-- START Data shown --

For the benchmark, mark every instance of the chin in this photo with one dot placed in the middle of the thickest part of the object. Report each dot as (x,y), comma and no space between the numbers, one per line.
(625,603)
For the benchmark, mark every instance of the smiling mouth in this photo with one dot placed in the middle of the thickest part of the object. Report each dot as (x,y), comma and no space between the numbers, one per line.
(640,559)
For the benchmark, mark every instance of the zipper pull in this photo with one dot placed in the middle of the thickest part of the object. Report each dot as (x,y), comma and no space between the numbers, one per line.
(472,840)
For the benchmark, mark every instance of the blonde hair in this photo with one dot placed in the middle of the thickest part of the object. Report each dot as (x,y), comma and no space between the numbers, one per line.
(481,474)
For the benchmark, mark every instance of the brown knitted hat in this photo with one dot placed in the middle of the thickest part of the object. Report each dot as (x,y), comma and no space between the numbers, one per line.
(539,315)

-- END Data shown --

**Written task**: Every line above should be written out again exactly as it stands.

**Complete answer**:
For the benchmark, mark every instance of the chin in this photo with one dot placed in the middle of the thickest part of the object. Report each dot as (x,y), comma and no space between the numbers, one per line.
(625,603)
For the benchmark, mark every instance of the smiling mouth in this photo with one dot placed in the middle of the thickest part of the object. Report each dot as (x,y), comma and no space between the numbers, one per line.
(640,559)
For the benchmark, mark every instance of the zipper pull in this photo with one dot placed in the middle of the thickest part of the object. Report each dot as (x,y), comma and no space between the numbers, one per line.
(472,840)
For the benchmark, mark every instance of the blonde hair in this photo with one dot placed in the middle of the thickest part of the object. Report each dot as (x,y), comma and no space between the numbers, one per line.
(481,474)
For the benchmark, mark every instance of the brown knitted hat in this photo with one dot placed in the middle of the thickest part of the object. Report each dot as (x,y), comma and no space between the numbers, one per line.
(539,315)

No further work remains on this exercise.